- _DOCUMENT EXCERPT_
# Felt Naming Guesses



## Lou3000 (Aug 25, 2010)

Just out of curiosity, are the Felt letter names just arbitrary or do they stand for something? The only one I could figure out would be AR which probably stands for Aero Road. 

But the tri bikes? B? I'm going with Bad-ass?


----------



## st123 (Nov 8, 2010)

Maybe JIM FELT can answer your question


----------



## Don4 (Jul 29, 2010)

Ok, I'll play!

*Road*
F = Fast
Z = Zippy
AR = the aforementioned Aero Road.
ZW = Zippy Women (of course)

*TT/Tri*
S = Speedy
B = Blow-you-away (fast)
DA = (Super)Dave's Aero aka Damn Aero

Completely tongue-in-cheek S.W.A.G.


----------



## Superdave3T (May 11, 2009)

Don4 said:


> Ok, I'll play!
> 
> *Road*
> F = Fast
> ...


The F1 was named after a popular racing circut in the early 90s. When FELT became more than just a frame builder, the F4, F40, and other models were introduced.

The DA stands for DUAL AERO. It was the first production Felt bicycle to use an aero downtube, seattube and aero seatpost shape that slipped inside the seat tube. When the DA was reintroduced in 2006 as a carbon chassis, the "DUAL AERO" name stuck because of the Bayonet + Frame aero equation. There has always been just one DA model each model year, not a series of models that share the same frame design and materials.

The B2 was named by the triathlon press when Jim rolled one of Paula's first frames out. It was painted all matte black with just a basic FELT and EASTON logo on it. There was no fluff, no neon, no wild colors. It was at the time of the Northrop Grumman B-2 Spirit project and the stealth and unique look of the bike mirrored the unique and top secret plane. The B2 was born. When different versions of the B2 were introduced we used descending model names as we did with the F1. There were already other companies using the name "B4" or "B1" so we started at B12. Can you name another FELT model that was named after a famous plane? There were a couple others.

-SD


----------



## terbennett (Apr 1, 2006)

SuperdaveFelt said:


> The F1 was named after a popular racing circut in the early 90s. When FELT became more than just a frame builder, the F4, F40, and other models were introduced.
> 
> The DA stands for DUAL AERO. It was the first production Felt bicycle to use an aero downtube, seattube and aero seatpost shape that slipped inside the seat tube. When the DA was reintroduced in 2006 as a carbon chassis, the "DUAL AERO" name stuck because of the Bayonet + Frame aero equation. There has always been just one DA model each model year, not a series of models that share the same frame design and materials.
> 
> ...


The F80. When I bought mine years ago, my friends used to always comment on the name being the same as the fighter plane. Loved the dark pewter color. It actually looked black at times- until I parked it next to my F55. I have never seen another bike in that color before or after that... except for a few other F80s.


----------



## Superdave3T (May 11, 2009)

terbennett said:


> The F80. When I bought mine years ago, my friends used to always comment on the name being the same as the fighter plane. Loved the dark pewter color. It actually looked black at times- until I parked it next to my F55. I have never seen another bike in that color before or after that... except for a few other F80s.

- _DATASET EXCERPTS_
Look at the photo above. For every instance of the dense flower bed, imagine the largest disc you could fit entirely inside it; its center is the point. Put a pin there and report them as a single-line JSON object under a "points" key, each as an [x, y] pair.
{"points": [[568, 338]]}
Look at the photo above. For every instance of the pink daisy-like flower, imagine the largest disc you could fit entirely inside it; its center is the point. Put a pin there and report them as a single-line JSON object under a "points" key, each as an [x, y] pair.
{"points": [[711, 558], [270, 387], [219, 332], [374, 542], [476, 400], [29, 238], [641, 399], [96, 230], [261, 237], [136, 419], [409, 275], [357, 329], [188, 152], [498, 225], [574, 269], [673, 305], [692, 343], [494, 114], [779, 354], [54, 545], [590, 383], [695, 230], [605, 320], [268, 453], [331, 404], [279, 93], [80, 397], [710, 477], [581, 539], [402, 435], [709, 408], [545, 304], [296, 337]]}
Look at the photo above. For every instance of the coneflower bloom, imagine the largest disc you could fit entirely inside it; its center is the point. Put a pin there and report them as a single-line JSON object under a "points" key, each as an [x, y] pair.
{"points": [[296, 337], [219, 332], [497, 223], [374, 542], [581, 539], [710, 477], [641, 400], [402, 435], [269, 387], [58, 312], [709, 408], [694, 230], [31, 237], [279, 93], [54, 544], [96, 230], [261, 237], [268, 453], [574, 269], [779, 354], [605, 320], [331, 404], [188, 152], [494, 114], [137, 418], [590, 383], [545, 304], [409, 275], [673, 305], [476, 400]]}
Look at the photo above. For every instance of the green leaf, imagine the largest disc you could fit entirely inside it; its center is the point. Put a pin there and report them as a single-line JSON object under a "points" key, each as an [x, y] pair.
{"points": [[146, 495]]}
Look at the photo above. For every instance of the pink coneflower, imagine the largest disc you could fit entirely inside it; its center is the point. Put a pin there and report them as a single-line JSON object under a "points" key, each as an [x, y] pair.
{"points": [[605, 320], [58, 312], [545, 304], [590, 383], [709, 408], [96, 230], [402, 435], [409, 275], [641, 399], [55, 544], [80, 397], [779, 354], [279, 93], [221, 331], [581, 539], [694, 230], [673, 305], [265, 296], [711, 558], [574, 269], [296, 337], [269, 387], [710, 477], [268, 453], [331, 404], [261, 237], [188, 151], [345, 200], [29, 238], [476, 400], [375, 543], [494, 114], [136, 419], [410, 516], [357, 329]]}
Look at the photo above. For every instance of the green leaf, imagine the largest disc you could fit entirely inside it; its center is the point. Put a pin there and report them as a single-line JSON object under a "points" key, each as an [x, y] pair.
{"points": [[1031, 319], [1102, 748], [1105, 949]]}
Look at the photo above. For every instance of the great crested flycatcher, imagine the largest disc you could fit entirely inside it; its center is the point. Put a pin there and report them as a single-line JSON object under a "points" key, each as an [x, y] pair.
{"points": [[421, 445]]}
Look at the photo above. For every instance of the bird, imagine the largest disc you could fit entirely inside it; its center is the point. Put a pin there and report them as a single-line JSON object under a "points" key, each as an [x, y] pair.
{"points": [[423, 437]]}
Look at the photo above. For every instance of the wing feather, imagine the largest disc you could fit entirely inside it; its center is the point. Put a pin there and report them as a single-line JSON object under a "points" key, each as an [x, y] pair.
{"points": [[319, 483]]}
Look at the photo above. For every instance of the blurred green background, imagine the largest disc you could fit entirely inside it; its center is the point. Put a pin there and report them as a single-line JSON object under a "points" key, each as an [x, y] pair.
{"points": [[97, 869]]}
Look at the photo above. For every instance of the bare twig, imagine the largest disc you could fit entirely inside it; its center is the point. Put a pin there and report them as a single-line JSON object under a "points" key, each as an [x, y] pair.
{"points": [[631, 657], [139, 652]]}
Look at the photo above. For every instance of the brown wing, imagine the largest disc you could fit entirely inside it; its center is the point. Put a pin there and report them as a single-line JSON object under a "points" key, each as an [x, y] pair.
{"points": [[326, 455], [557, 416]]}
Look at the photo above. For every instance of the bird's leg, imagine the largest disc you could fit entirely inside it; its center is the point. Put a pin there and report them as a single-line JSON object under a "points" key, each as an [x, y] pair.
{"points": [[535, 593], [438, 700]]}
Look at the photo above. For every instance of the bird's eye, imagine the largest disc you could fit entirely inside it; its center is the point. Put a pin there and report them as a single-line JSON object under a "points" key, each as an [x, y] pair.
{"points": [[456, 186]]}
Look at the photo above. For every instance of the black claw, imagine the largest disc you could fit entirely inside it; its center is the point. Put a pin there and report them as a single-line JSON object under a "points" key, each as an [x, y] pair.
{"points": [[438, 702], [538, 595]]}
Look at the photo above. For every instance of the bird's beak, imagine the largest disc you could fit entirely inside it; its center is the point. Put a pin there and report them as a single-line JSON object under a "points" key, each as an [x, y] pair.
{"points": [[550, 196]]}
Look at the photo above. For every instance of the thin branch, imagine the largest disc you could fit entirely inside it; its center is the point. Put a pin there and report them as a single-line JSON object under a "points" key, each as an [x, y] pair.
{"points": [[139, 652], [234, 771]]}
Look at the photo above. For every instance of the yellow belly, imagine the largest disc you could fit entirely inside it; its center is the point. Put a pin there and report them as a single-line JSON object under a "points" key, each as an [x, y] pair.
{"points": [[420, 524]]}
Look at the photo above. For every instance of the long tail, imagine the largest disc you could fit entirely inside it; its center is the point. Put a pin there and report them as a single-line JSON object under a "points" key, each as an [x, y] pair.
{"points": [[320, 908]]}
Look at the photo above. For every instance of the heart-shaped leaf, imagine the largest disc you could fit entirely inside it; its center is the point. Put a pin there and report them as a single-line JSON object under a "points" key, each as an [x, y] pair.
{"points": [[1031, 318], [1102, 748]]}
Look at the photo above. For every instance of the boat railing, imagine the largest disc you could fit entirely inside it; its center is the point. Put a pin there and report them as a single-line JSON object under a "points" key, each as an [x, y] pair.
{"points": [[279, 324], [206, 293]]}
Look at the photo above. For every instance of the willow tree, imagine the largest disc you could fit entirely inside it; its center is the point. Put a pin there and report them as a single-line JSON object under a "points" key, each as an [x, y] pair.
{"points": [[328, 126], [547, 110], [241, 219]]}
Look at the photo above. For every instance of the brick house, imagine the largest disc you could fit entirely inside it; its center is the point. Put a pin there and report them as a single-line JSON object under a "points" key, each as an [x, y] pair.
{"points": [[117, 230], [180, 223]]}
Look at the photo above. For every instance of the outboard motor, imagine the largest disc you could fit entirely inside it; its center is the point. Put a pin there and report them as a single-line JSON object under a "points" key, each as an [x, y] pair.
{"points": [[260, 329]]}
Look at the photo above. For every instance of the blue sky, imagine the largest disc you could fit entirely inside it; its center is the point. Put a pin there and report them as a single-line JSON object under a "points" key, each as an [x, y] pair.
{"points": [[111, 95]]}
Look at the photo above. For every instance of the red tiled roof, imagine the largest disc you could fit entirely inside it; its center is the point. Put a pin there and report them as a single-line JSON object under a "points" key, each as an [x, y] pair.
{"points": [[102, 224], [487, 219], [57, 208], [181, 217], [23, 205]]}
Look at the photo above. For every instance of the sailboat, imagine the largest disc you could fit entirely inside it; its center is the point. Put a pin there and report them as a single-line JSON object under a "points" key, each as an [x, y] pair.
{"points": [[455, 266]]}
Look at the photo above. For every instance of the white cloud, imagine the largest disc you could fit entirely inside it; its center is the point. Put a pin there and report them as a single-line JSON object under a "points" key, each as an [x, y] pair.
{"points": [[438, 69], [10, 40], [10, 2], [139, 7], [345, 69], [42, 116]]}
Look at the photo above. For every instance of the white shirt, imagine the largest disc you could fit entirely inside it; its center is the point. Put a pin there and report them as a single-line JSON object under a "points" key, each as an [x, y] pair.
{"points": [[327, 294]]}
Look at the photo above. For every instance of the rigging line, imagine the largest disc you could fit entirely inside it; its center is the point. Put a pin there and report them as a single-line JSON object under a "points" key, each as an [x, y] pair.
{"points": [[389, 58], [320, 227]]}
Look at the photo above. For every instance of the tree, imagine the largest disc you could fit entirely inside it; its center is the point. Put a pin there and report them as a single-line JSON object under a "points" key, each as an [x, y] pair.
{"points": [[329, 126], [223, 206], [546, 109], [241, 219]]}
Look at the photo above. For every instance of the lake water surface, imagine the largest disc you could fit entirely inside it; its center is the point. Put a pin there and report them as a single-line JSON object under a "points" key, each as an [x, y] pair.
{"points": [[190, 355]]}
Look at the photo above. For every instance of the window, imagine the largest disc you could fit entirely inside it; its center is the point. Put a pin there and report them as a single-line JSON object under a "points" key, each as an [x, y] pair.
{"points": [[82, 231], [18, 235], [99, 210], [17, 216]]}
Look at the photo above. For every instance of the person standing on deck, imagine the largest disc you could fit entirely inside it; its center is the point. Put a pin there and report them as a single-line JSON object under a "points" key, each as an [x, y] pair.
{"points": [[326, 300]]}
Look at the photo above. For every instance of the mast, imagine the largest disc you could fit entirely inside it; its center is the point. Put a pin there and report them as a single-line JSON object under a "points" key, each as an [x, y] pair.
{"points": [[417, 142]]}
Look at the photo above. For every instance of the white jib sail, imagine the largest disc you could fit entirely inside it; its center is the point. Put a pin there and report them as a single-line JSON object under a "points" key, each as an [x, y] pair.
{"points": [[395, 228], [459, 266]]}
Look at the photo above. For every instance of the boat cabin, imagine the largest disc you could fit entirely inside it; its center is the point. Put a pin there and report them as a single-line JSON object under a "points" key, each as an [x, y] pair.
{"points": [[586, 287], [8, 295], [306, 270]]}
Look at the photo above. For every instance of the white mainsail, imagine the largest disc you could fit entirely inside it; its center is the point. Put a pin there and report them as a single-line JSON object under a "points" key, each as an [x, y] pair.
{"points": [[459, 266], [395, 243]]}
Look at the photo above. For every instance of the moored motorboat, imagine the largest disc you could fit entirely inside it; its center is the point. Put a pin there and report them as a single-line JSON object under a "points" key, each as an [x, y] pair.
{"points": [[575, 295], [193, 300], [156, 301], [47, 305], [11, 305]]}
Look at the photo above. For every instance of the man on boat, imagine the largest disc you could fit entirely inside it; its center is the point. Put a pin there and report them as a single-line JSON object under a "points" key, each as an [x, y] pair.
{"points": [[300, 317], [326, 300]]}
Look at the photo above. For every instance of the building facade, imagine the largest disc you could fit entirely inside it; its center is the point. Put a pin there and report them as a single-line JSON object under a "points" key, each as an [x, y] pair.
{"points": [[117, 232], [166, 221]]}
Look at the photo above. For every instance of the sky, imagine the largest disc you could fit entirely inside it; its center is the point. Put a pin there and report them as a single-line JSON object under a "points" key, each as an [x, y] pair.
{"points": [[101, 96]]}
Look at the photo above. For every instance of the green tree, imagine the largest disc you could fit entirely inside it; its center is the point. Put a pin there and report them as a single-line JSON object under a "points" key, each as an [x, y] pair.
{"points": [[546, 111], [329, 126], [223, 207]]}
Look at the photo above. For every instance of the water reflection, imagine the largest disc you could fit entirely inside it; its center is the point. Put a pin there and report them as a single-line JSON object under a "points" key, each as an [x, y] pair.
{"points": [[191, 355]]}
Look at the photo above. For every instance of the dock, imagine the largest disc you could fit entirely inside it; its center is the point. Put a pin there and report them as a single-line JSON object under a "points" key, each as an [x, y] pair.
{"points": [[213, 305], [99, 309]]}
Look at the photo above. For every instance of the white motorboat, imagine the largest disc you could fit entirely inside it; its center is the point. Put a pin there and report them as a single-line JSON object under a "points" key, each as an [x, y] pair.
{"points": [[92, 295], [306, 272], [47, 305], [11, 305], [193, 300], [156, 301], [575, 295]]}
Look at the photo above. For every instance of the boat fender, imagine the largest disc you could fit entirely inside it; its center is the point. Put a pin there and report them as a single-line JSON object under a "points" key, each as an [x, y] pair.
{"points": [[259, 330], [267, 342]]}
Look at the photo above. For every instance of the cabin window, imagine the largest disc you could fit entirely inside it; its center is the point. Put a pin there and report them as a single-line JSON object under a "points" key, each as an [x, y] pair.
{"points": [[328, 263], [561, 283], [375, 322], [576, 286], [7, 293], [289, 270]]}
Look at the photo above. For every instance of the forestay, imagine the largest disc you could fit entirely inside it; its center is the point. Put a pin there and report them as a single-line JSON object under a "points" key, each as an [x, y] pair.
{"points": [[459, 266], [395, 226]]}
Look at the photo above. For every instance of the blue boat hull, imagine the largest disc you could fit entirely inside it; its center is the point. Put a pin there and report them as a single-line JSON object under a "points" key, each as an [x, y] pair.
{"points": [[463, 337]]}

- _TASK DESCRIPTION_
In the thread on Felt bike names, why did the later versions of the B2 start at B12?

- _RESPONSE TO THE EXERCISE_
Other companies were already using the names "B4" or "B1."